Activity = This exercise needs the listing below duplicated exactly.
═════ Records shown
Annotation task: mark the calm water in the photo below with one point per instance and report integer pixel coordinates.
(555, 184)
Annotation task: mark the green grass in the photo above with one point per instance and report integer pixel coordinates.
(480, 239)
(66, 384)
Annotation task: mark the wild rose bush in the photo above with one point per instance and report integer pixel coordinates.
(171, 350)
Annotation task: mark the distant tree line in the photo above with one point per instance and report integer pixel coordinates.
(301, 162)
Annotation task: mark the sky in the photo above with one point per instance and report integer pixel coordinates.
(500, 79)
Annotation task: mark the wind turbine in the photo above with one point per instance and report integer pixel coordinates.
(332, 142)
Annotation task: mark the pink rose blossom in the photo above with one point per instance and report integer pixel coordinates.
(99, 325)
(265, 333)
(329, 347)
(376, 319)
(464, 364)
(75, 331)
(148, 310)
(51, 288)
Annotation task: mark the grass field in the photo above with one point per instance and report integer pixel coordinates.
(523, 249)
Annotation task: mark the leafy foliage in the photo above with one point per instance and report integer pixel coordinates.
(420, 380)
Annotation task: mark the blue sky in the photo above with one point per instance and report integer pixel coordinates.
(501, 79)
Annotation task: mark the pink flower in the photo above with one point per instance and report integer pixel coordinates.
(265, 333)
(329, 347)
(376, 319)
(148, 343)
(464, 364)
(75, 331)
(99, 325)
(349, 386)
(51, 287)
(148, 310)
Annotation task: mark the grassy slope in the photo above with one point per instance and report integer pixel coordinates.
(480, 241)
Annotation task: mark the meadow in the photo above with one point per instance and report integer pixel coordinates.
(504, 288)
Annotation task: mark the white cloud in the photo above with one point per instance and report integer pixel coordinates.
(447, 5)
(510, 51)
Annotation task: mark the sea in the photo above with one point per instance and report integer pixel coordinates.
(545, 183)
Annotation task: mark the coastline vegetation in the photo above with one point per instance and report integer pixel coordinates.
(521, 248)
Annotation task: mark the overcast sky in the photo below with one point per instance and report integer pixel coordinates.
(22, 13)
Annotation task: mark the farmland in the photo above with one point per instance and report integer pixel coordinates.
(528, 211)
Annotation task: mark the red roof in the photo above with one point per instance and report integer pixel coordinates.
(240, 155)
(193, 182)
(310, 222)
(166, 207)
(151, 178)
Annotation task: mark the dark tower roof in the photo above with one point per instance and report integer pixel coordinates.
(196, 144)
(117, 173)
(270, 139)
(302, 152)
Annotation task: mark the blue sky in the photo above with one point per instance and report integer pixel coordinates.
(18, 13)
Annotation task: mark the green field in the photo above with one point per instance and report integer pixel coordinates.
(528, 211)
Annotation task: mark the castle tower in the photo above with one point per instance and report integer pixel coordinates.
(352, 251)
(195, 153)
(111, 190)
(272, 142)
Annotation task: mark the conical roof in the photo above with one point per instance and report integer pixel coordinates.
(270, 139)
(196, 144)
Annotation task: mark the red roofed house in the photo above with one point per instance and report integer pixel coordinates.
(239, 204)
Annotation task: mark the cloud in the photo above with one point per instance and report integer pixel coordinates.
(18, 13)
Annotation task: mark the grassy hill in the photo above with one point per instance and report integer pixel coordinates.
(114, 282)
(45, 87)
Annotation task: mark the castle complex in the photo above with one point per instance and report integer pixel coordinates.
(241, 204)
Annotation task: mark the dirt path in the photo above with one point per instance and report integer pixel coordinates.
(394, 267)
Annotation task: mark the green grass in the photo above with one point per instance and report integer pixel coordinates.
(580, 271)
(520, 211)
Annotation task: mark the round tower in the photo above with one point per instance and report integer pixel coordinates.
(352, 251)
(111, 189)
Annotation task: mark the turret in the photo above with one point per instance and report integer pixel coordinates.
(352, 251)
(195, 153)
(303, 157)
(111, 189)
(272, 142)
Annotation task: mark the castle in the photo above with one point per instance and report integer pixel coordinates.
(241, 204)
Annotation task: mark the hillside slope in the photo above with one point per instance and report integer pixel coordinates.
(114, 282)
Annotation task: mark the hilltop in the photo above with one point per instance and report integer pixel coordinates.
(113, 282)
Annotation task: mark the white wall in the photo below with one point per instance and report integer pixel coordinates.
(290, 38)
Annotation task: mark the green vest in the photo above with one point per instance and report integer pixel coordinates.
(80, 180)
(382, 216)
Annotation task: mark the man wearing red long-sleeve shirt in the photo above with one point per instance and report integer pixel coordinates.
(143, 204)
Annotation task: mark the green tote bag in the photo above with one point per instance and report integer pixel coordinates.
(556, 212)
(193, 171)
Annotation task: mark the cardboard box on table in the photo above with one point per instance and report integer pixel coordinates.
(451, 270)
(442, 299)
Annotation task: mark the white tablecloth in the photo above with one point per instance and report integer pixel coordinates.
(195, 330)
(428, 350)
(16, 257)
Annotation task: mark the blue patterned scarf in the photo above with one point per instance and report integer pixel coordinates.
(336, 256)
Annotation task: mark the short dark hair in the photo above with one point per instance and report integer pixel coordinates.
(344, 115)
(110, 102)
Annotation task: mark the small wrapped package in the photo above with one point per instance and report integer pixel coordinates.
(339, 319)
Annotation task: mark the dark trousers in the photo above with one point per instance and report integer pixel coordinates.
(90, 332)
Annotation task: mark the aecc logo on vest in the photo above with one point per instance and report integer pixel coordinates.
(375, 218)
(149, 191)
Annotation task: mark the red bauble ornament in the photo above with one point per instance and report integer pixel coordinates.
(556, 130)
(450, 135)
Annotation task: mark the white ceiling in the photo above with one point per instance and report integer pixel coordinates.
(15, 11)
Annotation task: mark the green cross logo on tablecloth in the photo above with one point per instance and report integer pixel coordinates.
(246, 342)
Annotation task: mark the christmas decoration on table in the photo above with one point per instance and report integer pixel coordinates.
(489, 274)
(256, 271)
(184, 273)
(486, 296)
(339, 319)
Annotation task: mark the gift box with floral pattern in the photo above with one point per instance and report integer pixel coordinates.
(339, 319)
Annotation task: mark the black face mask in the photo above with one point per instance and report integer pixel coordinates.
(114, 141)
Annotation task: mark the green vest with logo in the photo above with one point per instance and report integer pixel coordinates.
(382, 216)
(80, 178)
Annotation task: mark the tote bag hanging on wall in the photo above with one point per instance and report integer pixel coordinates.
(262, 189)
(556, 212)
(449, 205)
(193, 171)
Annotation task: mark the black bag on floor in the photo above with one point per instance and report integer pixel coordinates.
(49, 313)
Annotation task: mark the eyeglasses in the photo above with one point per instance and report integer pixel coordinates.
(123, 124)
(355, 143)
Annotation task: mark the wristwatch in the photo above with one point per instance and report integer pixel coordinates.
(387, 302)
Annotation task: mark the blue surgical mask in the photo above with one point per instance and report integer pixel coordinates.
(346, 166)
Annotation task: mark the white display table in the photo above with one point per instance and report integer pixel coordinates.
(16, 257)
══════════
Result for this task =
Annotation task: mark the calm water in the photo below with one point per instance and report integer pixel coordinates.
(555, 184)
Annotation task: mark the green grass in the photo above with one point per instance and report integer pixel coordinates.
(480, 239)
(66, 384)
Annotation task: mark the wild rose bush in the photo above with one point per instance and report integer pixel coordinates.
(171, 350)
Annotation task: mark the distant tree line in the photo above with one point per instance and report integer pixel coordinates.
(301, 162)
Annotation task: mark the sky in the photo above with one point per instance and report integer pixel coordinates.
(500, 79)
Annotation task: mark the wind turbine in the photo above with one point per instance and report integer pixel coordinates.
(332, 142)
Annotation task: mark the pink rose blossom in the photo above with one point per instance and report integer pixel coordinates.
(99, 325)
(265, 333)
(329, 347)
(376, 319)
(464, 364)
(75, 331)
(148, 310)
(51, 288)
Annotation task: mark the grass field in the photo above with one point per instance and report integer pixel coordinates.
(523, 249)
Annotation task: mark the leafy foliage in the photo above with one point per instance and report integer pixel coordinates.
(420, 380)
Annotation task: mark the blue sky in the photo above with one point per instance and report integer pixel coordinates.
(501, 79)
Annotation task: mark the pink flower in the photo above with one point per instance and report integer pixel coordinates.
(265, 333)
(329, 347)
(376, 319)
(148, 343)
(464, 364)
(75, 331)
(99, 325)
(349, 386)
(51, 287)
(148, 310)
Annotation task: mark the grassy slope in the photo above with one point per instance and report integer pixel coordinates.
(480, 241)
Annotation task: mark the meadow in the photo above with one point per instance and report integer pixel coordinates.
(504, 288)
Annotation task: mark the white cloud in the photo above with one point per instance and report integer pixel coordinates.
(447, 5)
(510, 51)
Annotation task: mark the sea in the photo above with one point per instance and report integer pixel coordinates.
(545, 183)
Annotation task: mark the coastline vegetation in the photo above with one point per instance and report integer pixel coordinates.
(521, 248)
Annotation task: mark the overcast sky in the photo below with one point per instance and report integer pixel coordinates.
(22, 13)
Annotation task: mark the farmland in the photo above with one point per instance and report integer pixel coordinates.
(528, 211)
Annotation task: mark the red roof in the photo above with one point per instance and report integer pixel coordinates.
(240, 155)
(193, 182)
(310, 222)
(166, 207)
(151, 178)
Annotation task: mark the dark tower roof in the photo above with one point per instance and report integer pixel coordinates.
(196, 144)
(117, 173)
(270, 139)
(302, 152)
Annotation task: mark the blue sky in the photo above with one point per instance and report integer pixel coordinates.
(18, 13)
Annotation task: mark the green field in the photo above with one point per instance and report integer pixel coordinates.
(528, 211)
Annotation task: mark the castle tower in the photo above with one point per instance and report integer pixel coordinates.
(352, 251)
(195, 153)
(111, 190)
(272, 142)
Annotation task: mark the conical roof in the photo above with one point per instance and report integer pixel coordinates.
(270, 139)
(196, 144)
Annotation task: mark the red roofed house in the photo above with one point per instance and report integer pixel coordinates.
(239, 204)
Annotation task: mark the cloud in the photo above with one point per instance and report integer pixel coordinates.
(18, 13)
Annotation task: mark the grassy hill in the photo above with one point per instance and report integer pixel coordinates.
(114, 282)
(45, 87)
Annotation task: mark the castle complex in the photo above with one point per instance and report integer pixel coordinates.
(241, 204)
Annotation task: mark the dirt path in the photo above with one point per instance and report integer pixel coordinates.
(394, 267)
Annotation task: mark the green grass in the photo above with one point per instance and report integer pixel coordinates.
(580, 271)
(520, 211)
Annotation task: mark the round tower in the photo above with one point per instance and report integer pixel coordinates.
(352, 251)
(111, 189)
Annotation task: mark the turret in the photo above with one point per instance and report integer pixel coordinates.
(352, 251)
(195, 153)
(303, 157)
(111, 189)
(272, 142)
Annotation task: mark the castle in the photo above with one point per instance and report integer pixel coordinates.
(241, 204)
Annotation task: mark the hillside slope in the photo above with one point per instance and report integer pixel coordinates.
(114, 282)
Annotation task: mark the hilltop in the photo above with one point per instance and report integer pixel coordinates.
(113, 282)
Annotation task: mark the white wall in the photo below with one point per instance and report integer pixel coordinates.
(290, 38)
Annotation task: mark the green vest in the photo above with one point per instance and report integer pixel coordinates.
(80, 180)
(382, 216)
Annotation task: mark the man wearing red long-sleeve shirt in the photo above with one point per instance and report integer pixel coordinates.
(143, 204)
Annotation task: mark the green tote bag in the photo above with one point per instance and report integer pixel coordinates.
(556, 212)
(193, 171)
Annotation task: mark the cardboard box on table in the photo above with one point per instance and report integer pixel coordinates.
(451, 270)
(442, 299)
Annotation task: mark the white tablecloth in the photo above with one point per instance and report integer pixel coordinates.
(195, 330)
(428, 350)
(16, 257)
Annotation task: mark the blue patterned scarf in the photo above with one point per instance and report integer pixel coordinates.
(336, 256)
Annotation task: mark the short dark hair in the photo above with one point per instance and report integer pixel coordinates.
(344, 115)
(110, 102)
Annotation task: mark the small wrapped package in the photo above with one point per instance and report integer pixel coordinates.
(339, 319)
Annotation task: mark the dark trousers in the photo above with one point per instance and report integer pixel coordinates.
(90, 332)
Annotation task: mark the aecc logo on vest in the photo above with one point per instance and report integer pixel coordinates.
(375, 218)
(149, 191)
Annotation task: mark the red bauble ornament in the photo above with one point per instance and report integer pixel coordinates.
(556, 130)
(450, 135)
Annotation task: mark the white ceiling in the photo above with one point per instance and report integer pixel coordinates.
(15, 11)
Annotation task: mark the green cross logo on tablecloth in the photo above with one point per instance and report integer pixel coordinates.
(246, 342)
Annotation task: mark the christmas decoration on table in the photo above with one point per instance and report integer pixel coordinates.
(489, 274)
(256, 271)
(184, 273)
(486, 296)
(339, 319)
Annotation task: mark the gift box with floral pattern in the photo above with one point per instance and report integer pixel coordinates.
(339, 319)
Annotation task: mark the black face mask in the photo above with one point per instance and report integer pixel coordinates.
(114, 141)
Annotation task: mark the green vest with logo in the photo above with one point per instance and report integer pixel coordinates.
(382, 216)
(80, 178)
Annotation task: mark the tote bag hanging on wall in the photo above with one point per instance and report integer pixel coordinates.
(262, 189)
(556, 212)
(449, 205)
(193, 171)
Annotation task: mark the black bag on floor in the photo above with one point per instance and report integer pixel coordinates.
(49, 313)
Annotation task: mark the eyeglasses in the photo above with one point per instance and report integer pixel coordinates.
(123, 124)
(355, 143)
Annotation task: mark the wristwatch in the photo above with one point per instance and report integer pixel coordinates.
(387, 302)
Annotation task: mark the blue surgical mask in the photo above with one point per instance and report integer pixel coordinates.
(346, 166)
Annotation task: mark the white display table in the photo above with one point per instance and report integer pixel coordinates.
(16, 257)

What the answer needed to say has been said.